EXERCISE PASSAGE

California Barred from Enforcing Prop 65 DEA Warning After First Amendment Challenge
On June 24, 2026, the U.S. District Court for the Eastern District of California entered a final judgment and permanent injunction barring the Attorney General from enforcing Proposition 65’s cancer-warning requirement for diethanolamine (DEA) in cosmetics. The judgment adopts a stipulation that the Personal Care Products Council (PCPC) and Attorney General Rob Bonta filed the day before, resolving PCPC’s First Amendment challenge to the DEA warning.
First Amendment Arguments
As discussed in a previous post, DEA was automatically added to the Prop 65 list after the International Agency for Research on Cancer (IARC) concluded that the substance is “possibly carcinogenic to humans.” However, in its complaint, PCPC argued that IARC did not identify any studies establishing a link between DEA and cancer in humans, relying instead on a study of “questionable relevance” in a highly susceptible strain of mice. As a result, PCPC contended, applying the DEA Prop 65 cancer warning “in cosmetic and personal products is false, misleading, and factually controversial,” in violation of the First Amendment.
What the Parties Agreed
The Attorney General did not concede the constitutional question. He continues to dispute that the DEA warning violates the First Amendment, but agreed to resolve the case in light of, as the stipulation puts it, “the current state of the relevant science” and three recent decisions rejecting compelled Prop 65 cancer warnings: a Ninth Circuit ruling on glyphosate, and two district court rulings on acrylamide and titanium dioxide. Under the stipulation, the Attorney General reserves the right to move to dissolve the injunction under Federal Rule of Civil Procedure 60(b) if the facts or law change.

INFORMATION SUPPLIED
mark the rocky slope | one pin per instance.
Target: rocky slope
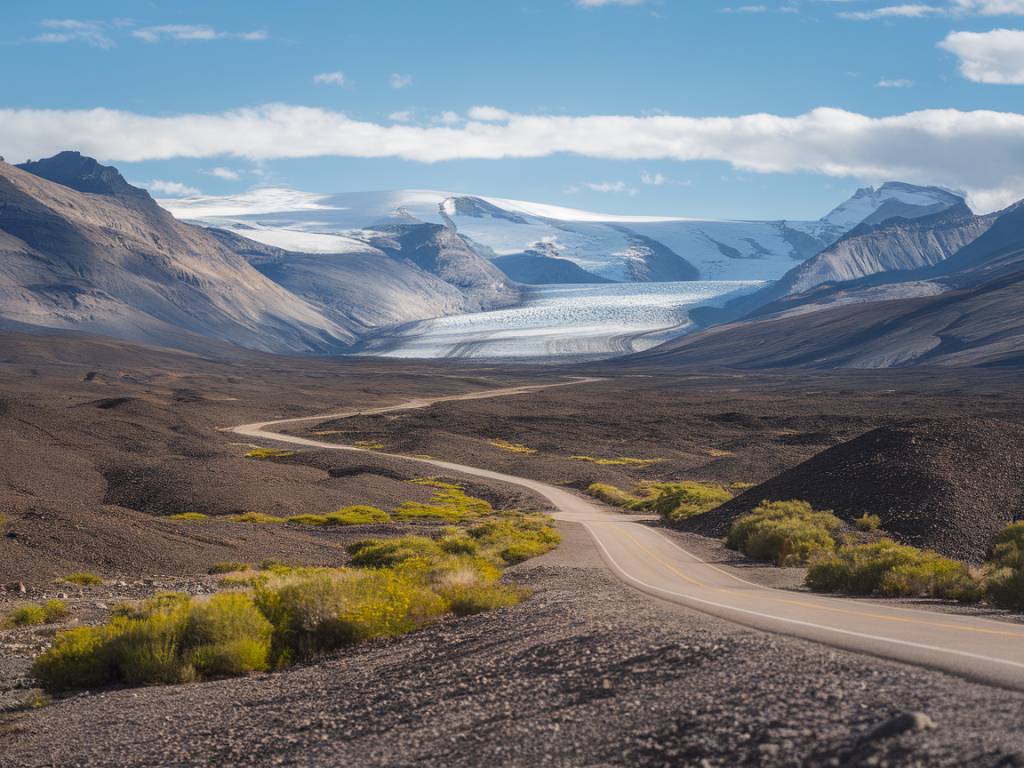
(86, 251)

STUDY QUESTIONS
1. In the Prop 65 DEA article, why did the Attorney General agree to resolve the case even though he still disputes that the warning violates the First Amendment? Answer in one to three sentences.
2. Continue the Prop 65 DEA article from where it stops.

RESPONSES PER TASK
1. He agreed to settle in light of "the current state of the relevant science" and three recent decisions that rejected compelled Prop 65 cancer warnings. These were a Ninth Circuit ruling on glyphosate and two district court rulings on acrylamide and titanium dioxide.

2.
What the Order Provides
The order declares that, based on the current state of the science, the DEA cancer warning cannot be constitutionally enforced. It permanently enjoins the Attorney General, his officers, employees, and agents, and “all those acting in privity or concert with” them from filing or prosecuting new lawsuits to enforce the DEA warning requirement for cosmetic and personal care products. For companies that make or sell DEA-containing cosmetics—shampoos, liquid soaps, and body washes—the order removes the Attorney General as a source of new DEA warning suits.
Because the judgment was entered on the parties’ stipulation rather than after a merits ruling, no court weighed the DEA science or held the warning unconstitutional in adversarial litigation. Its declaratory language is tied to the current state of the science, and the Rule 60(b) reservation leaves room to revisit the injunction if that science or the law changes.
The case is The Personal Care Products Council v. Bonta, No. 2:26-cv-00682 (E.D. Cal.), complaint filed March 2, 2026.